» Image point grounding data

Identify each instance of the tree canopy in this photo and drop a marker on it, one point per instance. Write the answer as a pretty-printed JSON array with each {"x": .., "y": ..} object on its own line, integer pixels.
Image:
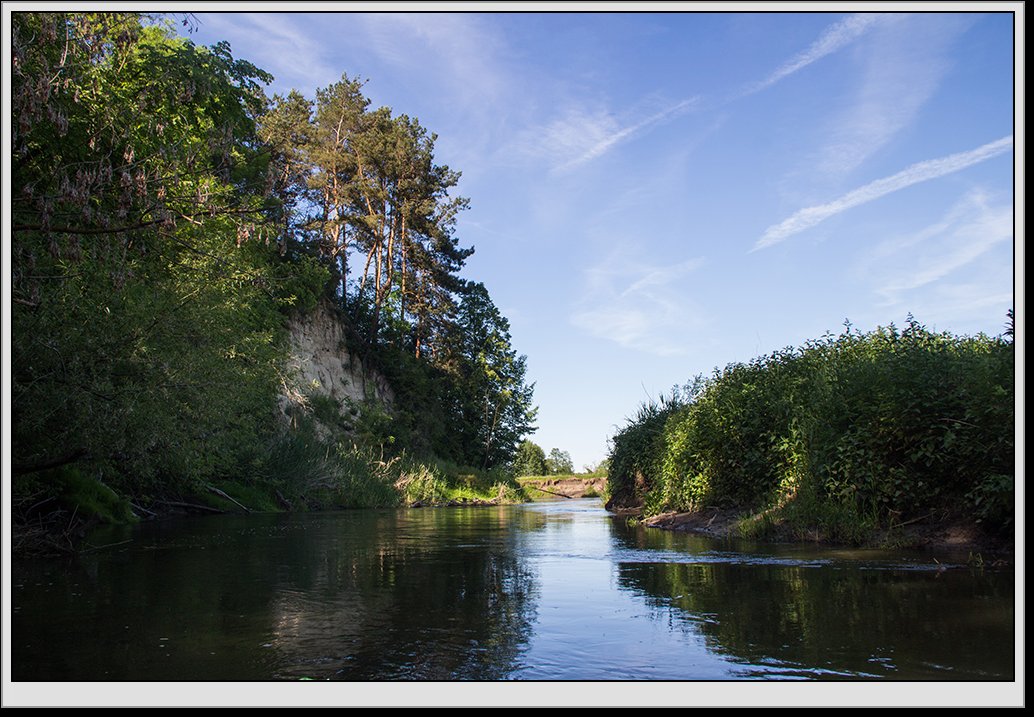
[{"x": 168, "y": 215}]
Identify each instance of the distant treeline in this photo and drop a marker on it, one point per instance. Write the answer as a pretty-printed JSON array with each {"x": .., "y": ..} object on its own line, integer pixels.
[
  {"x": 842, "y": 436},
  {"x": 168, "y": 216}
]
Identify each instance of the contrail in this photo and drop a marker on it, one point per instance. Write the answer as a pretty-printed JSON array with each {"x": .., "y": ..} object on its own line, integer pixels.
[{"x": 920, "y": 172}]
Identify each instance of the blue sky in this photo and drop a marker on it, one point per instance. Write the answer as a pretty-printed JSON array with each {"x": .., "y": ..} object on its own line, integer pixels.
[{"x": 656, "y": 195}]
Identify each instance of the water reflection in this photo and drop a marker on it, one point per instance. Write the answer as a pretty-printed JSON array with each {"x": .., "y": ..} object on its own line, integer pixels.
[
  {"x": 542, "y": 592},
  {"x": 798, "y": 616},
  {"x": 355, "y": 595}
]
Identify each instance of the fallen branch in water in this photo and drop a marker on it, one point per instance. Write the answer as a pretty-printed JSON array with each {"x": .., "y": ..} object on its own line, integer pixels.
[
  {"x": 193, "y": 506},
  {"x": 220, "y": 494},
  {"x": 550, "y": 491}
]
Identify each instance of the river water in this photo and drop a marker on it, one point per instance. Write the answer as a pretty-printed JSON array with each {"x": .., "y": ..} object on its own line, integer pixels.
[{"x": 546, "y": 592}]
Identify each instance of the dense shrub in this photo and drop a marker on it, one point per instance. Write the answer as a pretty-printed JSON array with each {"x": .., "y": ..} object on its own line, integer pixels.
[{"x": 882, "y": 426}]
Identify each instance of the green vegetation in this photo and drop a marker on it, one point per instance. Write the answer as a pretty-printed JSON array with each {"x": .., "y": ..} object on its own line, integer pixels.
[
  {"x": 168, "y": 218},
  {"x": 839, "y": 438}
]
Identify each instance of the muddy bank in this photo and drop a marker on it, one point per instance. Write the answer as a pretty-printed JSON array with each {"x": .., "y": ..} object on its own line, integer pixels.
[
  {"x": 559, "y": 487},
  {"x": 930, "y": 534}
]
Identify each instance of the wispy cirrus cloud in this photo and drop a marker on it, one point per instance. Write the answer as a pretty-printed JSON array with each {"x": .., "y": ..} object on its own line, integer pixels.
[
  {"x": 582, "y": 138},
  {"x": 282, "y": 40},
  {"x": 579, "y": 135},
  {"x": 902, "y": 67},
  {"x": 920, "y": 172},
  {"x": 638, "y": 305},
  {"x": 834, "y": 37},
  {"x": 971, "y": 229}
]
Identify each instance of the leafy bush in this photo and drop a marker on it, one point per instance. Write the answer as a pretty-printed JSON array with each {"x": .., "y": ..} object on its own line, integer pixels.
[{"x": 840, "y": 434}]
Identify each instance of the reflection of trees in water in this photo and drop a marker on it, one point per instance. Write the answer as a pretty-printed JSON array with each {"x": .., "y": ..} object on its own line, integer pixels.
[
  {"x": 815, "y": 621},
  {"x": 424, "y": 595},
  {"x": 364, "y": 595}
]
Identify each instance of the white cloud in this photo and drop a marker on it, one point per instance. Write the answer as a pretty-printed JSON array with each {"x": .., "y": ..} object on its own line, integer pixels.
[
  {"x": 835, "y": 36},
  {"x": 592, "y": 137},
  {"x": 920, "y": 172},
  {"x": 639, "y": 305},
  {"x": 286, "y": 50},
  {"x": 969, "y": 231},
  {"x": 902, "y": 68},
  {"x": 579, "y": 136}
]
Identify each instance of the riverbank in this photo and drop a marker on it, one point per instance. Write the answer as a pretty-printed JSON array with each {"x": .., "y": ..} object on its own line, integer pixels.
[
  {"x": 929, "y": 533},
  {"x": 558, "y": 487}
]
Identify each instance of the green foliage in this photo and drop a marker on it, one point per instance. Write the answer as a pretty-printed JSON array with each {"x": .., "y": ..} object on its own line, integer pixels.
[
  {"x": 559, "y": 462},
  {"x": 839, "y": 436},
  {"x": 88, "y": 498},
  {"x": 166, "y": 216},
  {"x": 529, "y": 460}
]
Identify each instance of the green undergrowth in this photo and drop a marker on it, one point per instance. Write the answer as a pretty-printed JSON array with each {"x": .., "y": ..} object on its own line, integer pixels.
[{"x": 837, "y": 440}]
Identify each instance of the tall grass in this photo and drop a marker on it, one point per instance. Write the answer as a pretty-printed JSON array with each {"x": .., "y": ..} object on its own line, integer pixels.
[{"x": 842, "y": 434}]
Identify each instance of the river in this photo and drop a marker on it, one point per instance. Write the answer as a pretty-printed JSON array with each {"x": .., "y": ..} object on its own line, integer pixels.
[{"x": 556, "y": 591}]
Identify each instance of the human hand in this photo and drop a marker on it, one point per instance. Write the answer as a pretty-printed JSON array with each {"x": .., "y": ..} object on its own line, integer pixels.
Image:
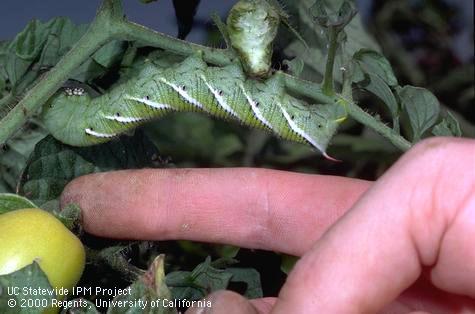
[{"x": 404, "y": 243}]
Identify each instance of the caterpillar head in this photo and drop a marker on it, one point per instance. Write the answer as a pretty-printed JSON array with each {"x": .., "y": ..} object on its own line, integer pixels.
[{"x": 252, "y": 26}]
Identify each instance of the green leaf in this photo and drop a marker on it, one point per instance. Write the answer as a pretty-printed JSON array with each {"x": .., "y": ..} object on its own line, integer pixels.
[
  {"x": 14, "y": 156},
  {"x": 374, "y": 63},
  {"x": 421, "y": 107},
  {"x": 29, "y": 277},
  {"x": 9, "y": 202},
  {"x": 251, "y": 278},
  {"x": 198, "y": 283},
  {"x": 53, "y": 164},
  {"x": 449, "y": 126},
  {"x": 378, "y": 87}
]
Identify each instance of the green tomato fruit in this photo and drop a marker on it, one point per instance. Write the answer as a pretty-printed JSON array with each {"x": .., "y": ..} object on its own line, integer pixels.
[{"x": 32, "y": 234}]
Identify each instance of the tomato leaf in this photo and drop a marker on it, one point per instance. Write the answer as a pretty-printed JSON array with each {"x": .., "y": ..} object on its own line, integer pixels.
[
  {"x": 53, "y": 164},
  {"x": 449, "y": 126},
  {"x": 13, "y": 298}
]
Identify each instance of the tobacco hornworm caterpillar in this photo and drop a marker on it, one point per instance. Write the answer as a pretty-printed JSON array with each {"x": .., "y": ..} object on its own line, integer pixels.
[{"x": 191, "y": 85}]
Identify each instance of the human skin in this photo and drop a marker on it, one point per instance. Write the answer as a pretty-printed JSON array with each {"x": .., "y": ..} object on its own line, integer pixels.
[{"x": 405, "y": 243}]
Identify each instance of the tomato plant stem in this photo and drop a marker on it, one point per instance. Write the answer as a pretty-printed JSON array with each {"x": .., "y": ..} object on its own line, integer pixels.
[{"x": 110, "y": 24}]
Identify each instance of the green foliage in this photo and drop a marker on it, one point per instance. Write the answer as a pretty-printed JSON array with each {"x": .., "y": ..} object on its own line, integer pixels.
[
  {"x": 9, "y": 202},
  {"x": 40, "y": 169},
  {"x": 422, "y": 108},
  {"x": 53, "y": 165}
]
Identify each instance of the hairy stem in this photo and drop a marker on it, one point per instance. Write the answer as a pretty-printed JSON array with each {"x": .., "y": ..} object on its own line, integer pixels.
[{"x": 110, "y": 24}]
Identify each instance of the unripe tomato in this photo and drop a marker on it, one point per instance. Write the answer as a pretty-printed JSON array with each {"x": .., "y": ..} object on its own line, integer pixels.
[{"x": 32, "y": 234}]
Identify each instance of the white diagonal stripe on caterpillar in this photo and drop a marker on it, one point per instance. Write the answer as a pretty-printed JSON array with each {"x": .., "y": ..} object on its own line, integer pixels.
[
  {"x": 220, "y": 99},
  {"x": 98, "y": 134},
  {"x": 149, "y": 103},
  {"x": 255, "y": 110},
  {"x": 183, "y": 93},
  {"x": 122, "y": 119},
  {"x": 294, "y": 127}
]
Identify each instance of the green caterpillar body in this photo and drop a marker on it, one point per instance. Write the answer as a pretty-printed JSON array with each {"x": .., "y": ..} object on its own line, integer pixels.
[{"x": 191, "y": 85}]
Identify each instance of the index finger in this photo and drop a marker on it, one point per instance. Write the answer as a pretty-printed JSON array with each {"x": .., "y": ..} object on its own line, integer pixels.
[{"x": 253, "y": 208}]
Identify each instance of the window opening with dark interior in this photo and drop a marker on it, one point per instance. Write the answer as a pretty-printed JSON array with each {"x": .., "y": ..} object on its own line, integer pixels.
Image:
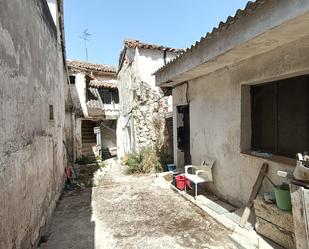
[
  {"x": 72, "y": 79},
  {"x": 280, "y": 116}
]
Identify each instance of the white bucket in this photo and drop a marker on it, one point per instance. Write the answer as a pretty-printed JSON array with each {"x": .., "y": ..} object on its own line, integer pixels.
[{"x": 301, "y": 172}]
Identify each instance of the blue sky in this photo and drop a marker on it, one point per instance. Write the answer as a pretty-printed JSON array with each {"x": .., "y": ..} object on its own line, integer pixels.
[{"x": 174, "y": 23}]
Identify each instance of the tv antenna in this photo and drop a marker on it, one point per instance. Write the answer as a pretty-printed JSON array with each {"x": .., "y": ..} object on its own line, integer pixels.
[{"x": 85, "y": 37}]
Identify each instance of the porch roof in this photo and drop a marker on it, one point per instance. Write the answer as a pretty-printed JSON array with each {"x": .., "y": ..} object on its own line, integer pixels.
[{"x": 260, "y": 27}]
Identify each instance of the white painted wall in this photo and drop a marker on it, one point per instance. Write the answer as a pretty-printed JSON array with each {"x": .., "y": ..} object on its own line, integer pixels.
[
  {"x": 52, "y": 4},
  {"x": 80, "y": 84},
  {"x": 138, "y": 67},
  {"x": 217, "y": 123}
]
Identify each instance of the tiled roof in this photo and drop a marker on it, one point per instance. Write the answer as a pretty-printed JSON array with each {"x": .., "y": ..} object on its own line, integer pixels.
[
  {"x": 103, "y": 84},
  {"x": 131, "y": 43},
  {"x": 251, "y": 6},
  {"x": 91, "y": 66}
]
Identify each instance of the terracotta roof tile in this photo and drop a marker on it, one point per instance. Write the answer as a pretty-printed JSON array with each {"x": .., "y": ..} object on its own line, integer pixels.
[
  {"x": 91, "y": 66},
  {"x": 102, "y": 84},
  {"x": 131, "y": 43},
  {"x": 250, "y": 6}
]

» TASK PROMPT
Of all the entries above, output exactly the lines between the one holding "Identify each instance of the hairy" and the one holding "Identify each instance of the window", inclusive.

» RESULT
Identify each instance of the hairy stem in this photo and drop a marker on it, one point per instance. Write the answer as a pretty-printed JSON array with each {"x": .., "y": ..} object on its own line, integer pixels.
[{"x": 110, "y": 24}]
Identify each instance of the unripe tomato in this photo and drop a marker on it, one point per instance. Write the answer as a pretty-printed JSON array with each {"x": .., "y": ..} object on its own line, integer pixels.
[{"x": 32, "y": 234}]
Identify each instance of the white diagonal stripe on caterpillar in this photo and drop a marker on it, one point per instance. Write the answer as a pretty-printed JSON array with each {"x": .., "y": ..} object on its own line, integer pixels.
[
  {"x": 220, "y": 99},
  {"x": 98, "y": 134},
  {"x": 149, "y": 103},
  {"x": 255, "y": 110},
  {"x": 183, "y": 93},
  {"x": 122, "y": 119},
  {"x": 294, "y": 127}
]
Identify each instance of the green caterpillar body in this photo and drop a marker on it, one point per instance. Write the answer as a pretty-printed JSON array with each {"x": .., "y": ..} object on its own line, integer pixels.
[{"x": 191, "y": 85}]
Identify each instance of the index finger in this photo and drop a marker on it, one point per instance. Write the answer as a pretty-printed JSON array with each {"x": .., "y": ..} object on its own line, integer pixels.
[{"x": 253, "y": 208}]
Identify each instance of the window opening with dark interior in this photo and drop a marker on it, one point per instance. Write the answer as a pretty-printed JSON array with each {"x": .., "y": ..} object on its own line, integer pixels.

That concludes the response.